## YOUR ASSIGNMENT
Extend the news report below on Dr Nikki Turner's vaccination briefing to Parliament's health committee, starting after its final sentence.

## TEXT SECTION
******
29 May 2019

Vaccine advice: more places, more times, fewer deaths

From The House , 6:33 pm on 29 May 2019

Parliament heard this week from one of New Zealand’s foremost immunisation experts and she brought some simple messages about vaccination, epidemics and infant deaths.

Dr Nikki Turner is Director of the Immunisation Advisory Centre and an Associate Professor at the University of Auckland. She briefed the health committee this week after their annual reviews of DHBs had repeatedly raised the issue of vaccination rates and epidemics.

Dr Nikki Turner, Director of the Immunisation Advisory Centre at the University of Auckland, briefs the Health Select Committee

Dr Nikki Turner, Director of the Immunisation Advisory Centre at the University of Auckland, briefs the Health Select Committee Photo: VNP / Phil Smith

They wanted answers about why vaccination rates had fallen and what could be done.

The fall in vaccination was caused by three interlocking things, said Dr Turner, confidence in the healthcare system; convenience; and complacency.

Anti-vax sentiment is apparently responsible for only a couple of percent of the ten percent decline in vaccination rates.
******
## DATASET RECORDS
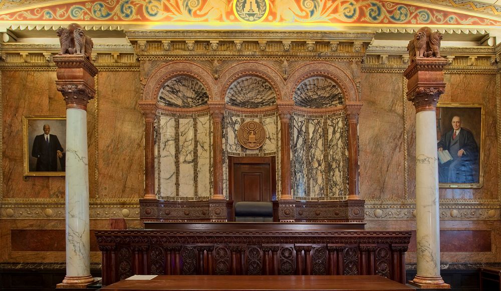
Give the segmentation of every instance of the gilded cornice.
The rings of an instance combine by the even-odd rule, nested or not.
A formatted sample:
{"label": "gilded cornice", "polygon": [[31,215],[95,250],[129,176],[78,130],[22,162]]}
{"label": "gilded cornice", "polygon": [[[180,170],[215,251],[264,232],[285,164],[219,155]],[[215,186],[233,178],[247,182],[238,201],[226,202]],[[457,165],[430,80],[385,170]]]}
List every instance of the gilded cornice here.
{"label": "gilded cornice", "polygon": [[372,32],[253,32],[218,30],[129,30],[125,35],[130,40],[273,40],[306,42],[310,40],[358,40],[370,42]]}

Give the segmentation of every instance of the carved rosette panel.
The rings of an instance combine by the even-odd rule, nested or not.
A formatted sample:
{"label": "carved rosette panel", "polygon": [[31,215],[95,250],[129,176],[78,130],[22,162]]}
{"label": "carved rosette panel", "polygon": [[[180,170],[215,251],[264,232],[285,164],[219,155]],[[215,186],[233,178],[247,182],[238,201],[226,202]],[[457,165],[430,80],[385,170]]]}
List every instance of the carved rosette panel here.
{"label": "carved rosette panel", "polygon": [[335,107],[344,103],[338,84],[325,77],[314,76],[301,82],[293,96],[298,106],[307,108]]}
{"label": "carved rosette panel", "polygon": [[313,247],[312,260],[313,262],[313,274],[325,275],[327,274],[326,266],[327,266],[327,248],[325,245]]}
{"label": "carved rosette panel", "polygon": [[163,104],[178,108],[199,107],[207,104],[209,95],[203,84],[189,76],[178,76],[165,82],[158,92]]}
{"label": "carved rosette panel", "polygon": [[183,260],[182,274],[196,274],[196,248],[183,246],[181,256]]}
{"label": "carved rosette panel", "polygon": [[244,108],[267,107],[276,104],[277,95],[266,80],[246,76],[236,80],[228,88],[226,103]]}
{"label": "carved rosette panel", "polygon": [[122,248],[118,250],[118,278],[124,280],[133,274],[132,252],[130,248]]}
{"label": "carved rosette panel", "polygon": [[387,247],[378,248],[376,251],[376,274],[390,277],[390,251]]}
{"label": "carved rosette panel", "polygon": [[296,269],[294,246],[281,246],[280,250],[281,275],[293,275]]}
{"label": "carved rosette panel", "polygon": [[247,248],[247,274],[260,275],[263,273],[263,252],[261,246],[249,246]]}
{"label": "carved rosette panel", "polygon": [[358,250],[351,246],[344,250],[344,274],[358,274]]}
{"label": "carved rosette panel", "polygon": [[150,268],[152,275],[164,274],[163,250],[159,246],[153,246],[150,250]]}
{"label": "carved rosette panel", "polygon": [[215,274],[227,275],[229,274],[230,256],[231,252],[226,246],[218,246],[214,248],[214,260],[215,261]]}

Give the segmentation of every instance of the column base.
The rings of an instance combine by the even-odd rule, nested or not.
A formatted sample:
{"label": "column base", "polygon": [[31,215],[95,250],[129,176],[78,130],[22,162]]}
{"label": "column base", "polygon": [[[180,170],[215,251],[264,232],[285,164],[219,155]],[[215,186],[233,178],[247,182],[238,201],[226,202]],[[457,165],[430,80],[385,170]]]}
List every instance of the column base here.
{"label": "column base", "polygon": [[96,283],[100,280],[101,278],[94,278],[91,275],[83,277],[65,276],[63,282],[57,284],[56,288],[76,288],[83,289],[87,288],[88,286]]}
{"label": "column base", "polygon": [[450,289],[450,285],[443,282],[441,276],[427,277],[416,275],[409,281],[411,285],[421,289]]}

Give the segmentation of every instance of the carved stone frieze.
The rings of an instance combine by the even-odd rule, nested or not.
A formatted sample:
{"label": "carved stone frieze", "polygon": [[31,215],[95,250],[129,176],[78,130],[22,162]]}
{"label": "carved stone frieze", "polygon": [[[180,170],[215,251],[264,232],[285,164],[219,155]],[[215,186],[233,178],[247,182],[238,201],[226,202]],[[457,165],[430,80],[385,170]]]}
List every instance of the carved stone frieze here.
{"label": "carved stone frieze", "polygon": [[[414,219],[415,204],[381,203],[367,202],[365,204],[366,219]],[[440,202],[440,219],[498,220],[501,206],[497,202]]]}

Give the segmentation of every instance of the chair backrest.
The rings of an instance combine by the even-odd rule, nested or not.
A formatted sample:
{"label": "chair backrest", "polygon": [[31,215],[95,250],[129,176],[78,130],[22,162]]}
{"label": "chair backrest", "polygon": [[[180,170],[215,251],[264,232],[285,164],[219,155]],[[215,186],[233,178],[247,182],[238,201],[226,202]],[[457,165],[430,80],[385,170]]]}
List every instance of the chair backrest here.
{"label": "chair backrest", "polygon": [[273,204],[257,201],[237,202],[235,204],[235,221],[273,222]]}

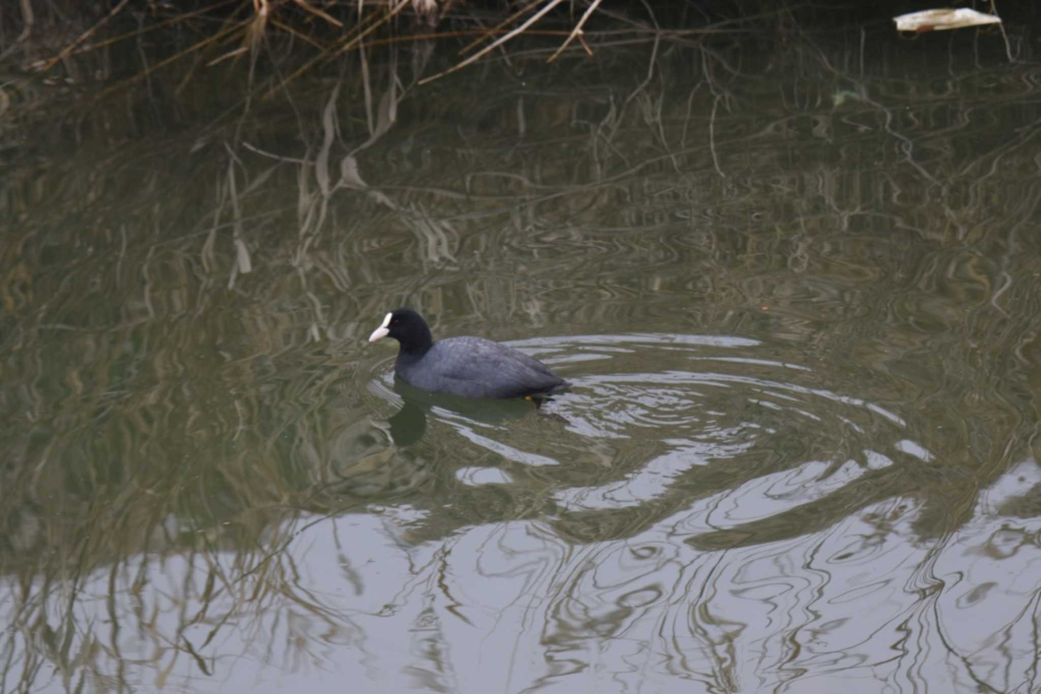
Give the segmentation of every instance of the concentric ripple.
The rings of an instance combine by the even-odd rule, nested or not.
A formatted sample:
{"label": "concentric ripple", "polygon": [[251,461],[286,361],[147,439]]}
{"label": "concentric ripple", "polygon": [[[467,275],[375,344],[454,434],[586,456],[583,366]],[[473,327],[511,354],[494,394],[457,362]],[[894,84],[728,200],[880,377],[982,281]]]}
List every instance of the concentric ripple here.
{"label": "concentric ripple", "polygon": [[[460,460],[484,465],[556,466],[551,496],[564,513],[628,507],[650,520],[663,505],[726,494],[728,510],[703,519],[701,530],[715,533],[820,499],[898,457],[930,459],[899,414],[843,392],[841,371],[788,344],[663,333],[511,344],[572,381],[572,391],[538,414],[526,404],[430,396],[420,406],[425,438],[454,439]],[[393,407],[410,402],[393,392],[389,361],[375,370],[373,394]]]}

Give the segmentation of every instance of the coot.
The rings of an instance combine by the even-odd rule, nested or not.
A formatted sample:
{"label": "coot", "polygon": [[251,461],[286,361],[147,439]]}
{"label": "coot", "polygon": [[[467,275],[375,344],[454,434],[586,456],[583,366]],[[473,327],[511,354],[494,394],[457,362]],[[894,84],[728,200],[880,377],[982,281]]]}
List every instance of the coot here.
{"label": "coot", "polygon": [[539,360],[499,342],[482,337],[435,342],[427,322],[411,309],[387,313],[369,341],[388,335],[401,344],[395,372],[423,390],[502,399],[549,393],[570,385]]}

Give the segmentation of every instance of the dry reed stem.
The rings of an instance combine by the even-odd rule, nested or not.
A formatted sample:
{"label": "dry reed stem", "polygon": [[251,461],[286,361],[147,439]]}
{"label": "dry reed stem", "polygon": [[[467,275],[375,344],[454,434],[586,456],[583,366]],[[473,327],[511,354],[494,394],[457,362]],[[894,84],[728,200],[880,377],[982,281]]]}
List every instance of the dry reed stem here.
{"label": "dry reed stem", "polygon": [[505,44],[506,42],[508,42],[513,36],[517,35],[518,33],[523,33],[525,29],[527,29],[528,27],[530,27],[532,24],[534,24],[538,20],[542,19],[542,17],[544,17],[547,12],[549,12],[551,9],[553,9],[554,7],[556,7],[557,5],[559,5],[561,2],[562,2],[562,0],[551,0],[551,2],[547,3],[545,7],[542,7],[542,9],[538,10],[537,12],[535,12],[535,15],[533,15],[531,17],[531,19],[529,19],[527,22],[525,22],[524,24],[522,24],[517,28],[515,28],[512,31],[510,31],[505,36],[502,36],[502,37],[498,38],[494,43],[492,43],[492,44],[490,44],[488,46],[485,46],[480,51],[478,51],[474,55],[469,56],[468,58],[466,58],[462,62],[459,62],[458,65],[456,65],[456,66],[454,66],[452,68],[449,68],[448,70],[441,71],[441,72],[439,72],[436,75],[433,75],[431,77],[424,77],[418,82],[416,82],[416,84],[427,84],[428,82],[432,82],[435,79],[443,77],[445,75],[449,75],[451,73],[454,73],[456,70],[459,70],[460,68],[465,68],[471,62],[474,62],[475,60],[480,59],[482,56],[486,55],[487,53],[496,50],[496,48],[498,48],[499,46],[502,46],[503,44]]}
{"label": "dry reed stem", "polygon": [[340,22],[340,21],[339,21],[338,19],[336,19],[336,18],[334,18],[334,17],[330,16],[330,15],[329,15],[328,12],[326,12],[325,10],[323,10],[323,9],[319,9],[319,8],[318,8],[318,7],[315,7],[315,6],[313,6],[313,5],[311,5],[311,4],[308,4],[308,3],[307,3],[307,0],[295,0],[295,2],[296,2],[296,3],[298,4],[298,5],[300,5],[301,7],[303,7],[304,9],[306,9],[307,11],[311,12],[312,15],[314,15],[315,17],[321,17],[321,18],[322,18],[322,19],[324,19],[324,20],[325,20],[326,22],[329,22],[330,24],[332,24],[332,25],[334,25],[334,26],[337,26],[337,27],[339,27],[340,29],[342,29],[342,28],[344,28],[344,23],[342,23],[342,22]]}
{"label": "dry reed stem", "polygon": [[468,43],[465,46],[463,46],[462,49],[459,50],[459,55],[465,55],[466,53],[469,53],[471,49],[473,49],[475,46],[477,46],[478,44],[480,44],[482,41],[484,41],[488,36],[490,36],[490,35],[492,35],[494,33],[500,33],[508,25],[512,24],[514,20],[516,20],[518,17],[520,17],[522,15],[524,15],[525,12],[527,12],[529,9],[531,9],[535,5],[537,5],[539,2],[541,2],[541,0],[532,0],[532,2],[530,4],[525,5],[520,9],[516,10],[515,12],[513,12],[512,15],[510,15],[509,17],[507,17],[505,20],[503,20],[498,25],[496,25],[494,28],[487,29],[486,31],[482,32],[480,36],[478,36],[477,38],[475,38],[471,43]]}
{"label": "dry reed stem", "polygon": [[563,53],[564,49],[567,48],[567,45],[570,44],[572,41],[574,41],[576,37],[578,37],[579,41],[582,43],[583,48],[586,49],[586,53],[588,53],[589,55],[592,55],[592,51],[589,50],[589,47],[586,46],[585,41],[582,40],[582,25],[585,24],[586,20],[588,20],[592,16],[592,14],[596,10],[596,7],[600,6],[600,3],[601,3],[601,0],[593,0],[592,1],[592,3],[586,8],[585,14],[582,15],[582,19],[580,19],[579,23],[575,25],[574,29],[572,29],[572,33],[570,33],[569,36],[567,36],[567,41],[565,41],[560,46],[560,48],[557,49],[556,53],[554,53],[553,55],[550,56],[550,59],[547,60],[547,62],[553,62],[554,60],[556,60],[557,56],[560,55],[561,53]]}
{"label": "dry reed stem", "polygon": [[86,41],[87,38],[90,38],[91,35],[94,34],[95,31],[97,31],[98,29],[100,29],[106,22],[108,22],[108,20],[110,20],[113,17],[116,17],[120,12],[120,10],[122,10],[123,7],[126,6],[126,4],[128,2],[130,2],[130,0],[121,0],[120,4],[118,4],[115,7],[112,7],[111,10],[109,10],[109,12],[104,18],[102,18],[101,20],[99,20],[90,29],[87,29],[86,31],[84,31],[83,33],[81,33],[79,35],[79,38],[77,38],[76,41],[74,41],[71,44],[69,44],[68,46],[66,46],[61,50],[60,53],[58,53],[53,58],[51,58],[50,60],[48,60],[47,62],[45,62],[44,63],[44,68],[43,68],[43,72],[46,72],[46,71],[50,70],[56,63],[60,62],[61,60],[65,60],[67,57],[69,57],[69,55],[71,55],[72,52],[74,50],[76,50],[77,46],[79,46],[84,41]]}

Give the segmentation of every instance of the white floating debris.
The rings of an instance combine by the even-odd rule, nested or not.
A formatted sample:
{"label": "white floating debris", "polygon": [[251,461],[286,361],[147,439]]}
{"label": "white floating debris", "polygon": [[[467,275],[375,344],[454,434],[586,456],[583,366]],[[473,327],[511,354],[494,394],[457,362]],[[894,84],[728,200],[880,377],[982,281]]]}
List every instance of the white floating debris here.
{"label": "white floating debris", "polygon": [[982,24],[997,24],[1001,18],[977,12],[968,7],[959,7],[958,9],[923,9],[920,12],[894,17],[893,21],[896,22],[897,31],[941,31]]}

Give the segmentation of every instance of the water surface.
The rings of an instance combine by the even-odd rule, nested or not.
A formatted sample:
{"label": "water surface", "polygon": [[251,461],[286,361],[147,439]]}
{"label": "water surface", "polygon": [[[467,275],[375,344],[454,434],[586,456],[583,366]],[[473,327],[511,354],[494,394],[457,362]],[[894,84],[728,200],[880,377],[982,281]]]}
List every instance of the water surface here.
******
## ANSWER SECTION
So what can be done to raise immunisation rates to again reach a herd immunity level?

Dr Turner does not recommend mandatory vaccination which she says, “runs the risk of polarising the most high-risk, high-vulnerable communities.”

She points to Australia’s example, where mandation was brought in for beneficiaries which raised immunisation rates by a couple of percent but “the downside is they have driven some families to fear and greater mistrust.”

Research suggests that mandation had to fit within the culture of a country or you get kick-back and being told what to do is not within New Zealand’s culture, says Dr Turner.

Labour MP Louisa Wall chairing the Health Select Committee

Labour MP Louisa Wall chairing the Health Select Committee Photo: VNP / Phil Smith

She agreed with the Health Committee chair, Labour MP Louisa Wall that a better approach was default provision, but where families could opt-out. If they did not, children would be vaccinated within the education system.

But the clearest message was that getting vaccinated needed to be easier.

“Busy, low income parents cannot just roll in the door when it suits a [general] practice. We need to [be] extending our opportunistic vaccination sites. After-hours should be vaccinating, [emergency departments] should be vaccinating, big community sites, where communities collect should develop a culture of offering vaccination clinics after hours and on weekends”.

She also encouraged an increase in vaccination by pharmacies, by midwives and antenatal sessions. Particularly because “the first vaccination event for the infant” is before they are even born.

“We can immunise from… sixteen weeks pregnancy for [whooping cough] and newborn babies will not die.”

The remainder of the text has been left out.